**STATED PROBLEM**
Rewrite all of the records below as one numbered list, one line per item, skipping any blank lines. Leave the pictures out of your answer.

**MATERIAL PROVIDED**
####

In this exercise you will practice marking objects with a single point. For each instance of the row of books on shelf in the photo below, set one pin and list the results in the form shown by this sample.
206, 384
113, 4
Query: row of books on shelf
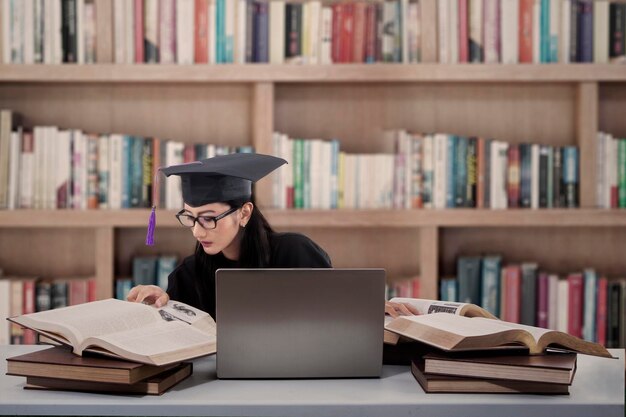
427, 171
48, 168
146, 270
584, 304
20, 295
316, 32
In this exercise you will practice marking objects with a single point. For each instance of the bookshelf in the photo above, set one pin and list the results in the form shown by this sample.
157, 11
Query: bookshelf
237, 105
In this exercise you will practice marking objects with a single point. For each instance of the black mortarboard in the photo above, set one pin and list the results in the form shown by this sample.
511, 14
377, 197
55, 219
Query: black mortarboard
218, 179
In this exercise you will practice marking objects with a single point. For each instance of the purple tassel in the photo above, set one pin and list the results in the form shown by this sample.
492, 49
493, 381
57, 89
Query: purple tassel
151, 225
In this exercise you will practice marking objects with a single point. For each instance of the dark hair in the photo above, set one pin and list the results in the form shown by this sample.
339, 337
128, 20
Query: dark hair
254, 252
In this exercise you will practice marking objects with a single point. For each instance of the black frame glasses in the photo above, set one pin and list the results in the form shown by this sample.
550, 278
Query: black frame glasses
204, 221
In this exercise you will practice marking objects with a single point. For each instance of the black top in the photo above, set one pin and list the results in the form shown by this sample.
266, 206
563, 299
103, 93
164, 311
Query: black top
288, 250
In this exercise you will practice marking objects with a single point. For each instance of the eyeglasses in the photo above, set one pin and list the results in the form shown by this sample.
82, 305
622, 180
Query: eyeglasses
206, 222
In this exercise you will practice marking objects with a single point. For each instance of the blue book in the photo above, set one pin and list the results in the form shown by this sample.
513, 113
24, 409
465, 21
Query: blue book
490, 275
589, 305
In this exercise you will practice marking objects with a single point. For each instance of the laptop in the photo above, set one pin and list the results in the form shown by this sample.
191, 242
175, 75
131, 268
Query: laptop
300, 323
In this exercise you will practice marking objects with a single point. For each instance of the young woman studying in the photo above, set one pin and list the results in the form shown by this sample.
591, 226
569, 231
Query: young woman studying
231, 232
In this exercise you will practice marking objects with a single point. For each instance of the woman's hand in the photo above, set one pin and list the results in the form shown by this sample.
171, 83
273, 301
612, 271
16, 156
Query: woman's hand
400, 309
148, 294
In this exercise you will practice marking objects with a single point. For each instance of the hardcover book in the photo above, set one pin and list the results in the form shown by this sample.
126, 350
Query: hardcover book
131, 331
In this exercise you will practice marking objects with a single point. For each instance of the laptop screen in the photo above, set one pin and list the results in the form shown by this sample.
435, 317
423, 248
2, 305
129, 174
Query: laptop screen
300, 323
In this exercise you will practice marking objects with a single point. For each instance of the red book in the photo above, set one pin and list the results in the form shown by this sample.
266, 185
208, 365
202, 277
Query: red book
525, 31
336, 32
139, 56
601, 311
513, 178
28, 306
201, 32
513, 293
542, 300
480, 172
463, 36
370, 33
575, 305
347, 33
358, 52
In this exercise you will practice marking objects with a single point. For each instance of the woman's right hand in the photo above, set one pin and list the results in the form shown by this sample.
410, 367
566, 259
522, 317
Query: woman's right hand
148, 294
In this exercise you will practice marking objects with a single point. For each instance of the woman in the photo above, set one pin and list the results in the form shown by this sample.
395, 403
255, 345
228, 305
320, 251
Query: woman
231, 232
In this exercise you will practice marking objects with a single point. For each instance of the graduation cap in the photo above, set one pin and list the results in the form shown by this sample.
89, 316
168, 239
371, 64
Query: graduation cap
218, 179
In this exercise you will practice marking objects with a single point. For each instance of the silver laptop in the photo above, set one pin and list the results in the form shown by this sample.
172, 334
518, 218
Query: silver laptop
300, 323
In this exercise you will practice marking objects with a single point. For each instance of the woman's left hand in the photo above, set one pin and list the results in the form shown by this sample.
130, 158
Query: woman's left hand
400, 309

####

**EXPECTED ANSWER**
1. In this exercise you will practice marking objects with a single point. For each instance of the row of books on shelf in the photo below, set one pin and list the results in the form shown by this sample.
2. 206, 384
3. 113, 4
4. Query: row of books on shelf
5. 427, 171
6. 48, 168
7. 146, 270
8. 584, 304
9. 20, 295
10. 316, 32
11. In this exercise you will practice marking objects with a single point. For each instance of the bookshelf in the photo above, set one pin and list the results in the form shown by this sample.
12. 157, 11
13. Query: bookshelf
14. 237, 105
15. In this exercise you will practice marking objects with a single point. For each instance of the black mortarboard in the photo above, set one pin and list the results in the form shown by this sample.
16. 511, 14
17. 377, 197
18. 55, 219
19. Query: black mortarboard
20. 218, 179
21. In this exercise you will practice marking objects with a single point. For each instance of the purple tassel in the photo above, set one pin and list the results in the form shown by this sample.
22. 492, 49
23. 493, 381
24. 57, 89
25. Query: purple tassel
26. 151, 225
27. In this exercise you will practice marking objects with a single point. For each instance of the dark hair in the photo above, set one pin and list the results in the form shown by this sample.
28. 339, 337
29. 128, 20
30. Query: dark hair
31. 254, 252
32. In this exercise you will practice marking objects with a single point. For each instance of the black frame glasses in the photo above, set one pin and list the results in the form shown by this sample.
33. 550, 278
34. Query: black frame glasses
35. 204, 221
36. In this exercise you will practice marking objects with a single point. For each instance of the black top in the photo above, set one pin and list the results in the form shown by this sample.
37. 266, 206
38. 563, 299
39. 103, 93
40. 164, 311
41. Query: black top
42. 288, 250
43. In this exercise you will practice marking objects with a single point. For each instance of the eyeglasses in the photo above, set one pin and list the results in the form shown by this sample.
44. 82, 305
45. 622, 180
46. Query: eyeglasses
47. 206, 222
48. In this exercise you will practice marking objects with a single point. For each instance of the blue book in the photo above, set one pin and list the results in the form shown by this sample.
49. 513, 113
50. 24, 409
51. 465, 21
52. Query: blue book
53. 490, 275
54. 589, 305
55. In this exercise you will practice marking objects with a single point. For each instance of the laptop in the photo above, set one pin and list the results in the form shown by this sample.
56. 191, 242
57. 175, 75
58. 131, 268
59. Query: laptop
60. 300, 323
61. In this exercise you will practice marking objects with a single point. For each instance of the young woman studying in the photo above, set one pin and list the results in the form shown by this sample.
62. 591, 226
63. 569, 231
64. Query: young woman studying
65. 231, 232
66. In this exercise you will practice marking objects with a single point. For each instance of the woman's hand in the photo above, set one pin and list the results in the form shown by this sample.
67. 171, 83
68. 273, 301
69. 612, 271
70. 16, 156
71. Query: woman's hand
72. 400, 309
73. 148, 294
74. In this exercise you will practice marking objects with a single point. For each instance of the hardcover book in the photo above, set one pin and list the results in the form shown by this sample.
75. 126, 350
76. Query: hardcover book
77. 131, 331
78. In this exercise you will practice marking objects with a single point. For each instance of the laptop screen in the photo above, set one pin and list the results in the form shown by this sample.
79. 435, 317
80. 423, 248
81. 2, 305
82. 129, 174
83. Query: laptop screen
84. 300, 323
85. In this exercise you will practice marking objects with a single point. For each instance of the red book in the photo above, set one pin and list the results in the form shown by this sample.
86. 266, 185
87. 208, 365
88. 202, 277
89. Query: red book
90. 525, 31
91. 336, 32
92. 139, 56
93. 601, 311
94. 513, 178
95. 28, 306
96. 201, 32
97. 513, 293
98. 542, 300
99. 480, 172
100. 463, 36
101. 370, 33
102. 575, 305
103. 347, 33
104. 358, 52
105. In this exercise you will practice marking objects with a single point. For each instance of the woman's right hand in the photo above, set one pin and list the results in the form shown by this sample.
106. 410, 367
107. 566, 259
108. 522, 317
109. Query: woman's right hand
110. 148, 294
111. In this exercise you will practice marking objects with a single point. For each instance of the woman in the photo above, set one pin and list the results in the form shown by this sample.
112. 395, 403
113. 255, 345
114. 228, 305
115. 320, 251
116. Query: woman
117. 231, 232
118. In this exercise you will practice marking objects with a single point. For each instance of the graduation cap in the photo above, set one pin and list the results in the form shown by this sample.
119. 89, 316
120. 168, 239
121. 371, 64
122. Query: graduation cap
123. 218, 179
124. In this exercise you will practice marking objects with a single point. For each instance of the silver laptop in the photo above, set one pin and list the results in the form shown by this sample.
125. 172, 334
126. 518, 218
127. Query: silver laptop
128. 300, 323
129. In this exercise you will practice marking objects with a single point. For each instance of the woman's left hand in the photo above, set one pin and list the results in the form shown by this sample.
130. 130, 158
131. Query: woman's left hand
132. 400, 309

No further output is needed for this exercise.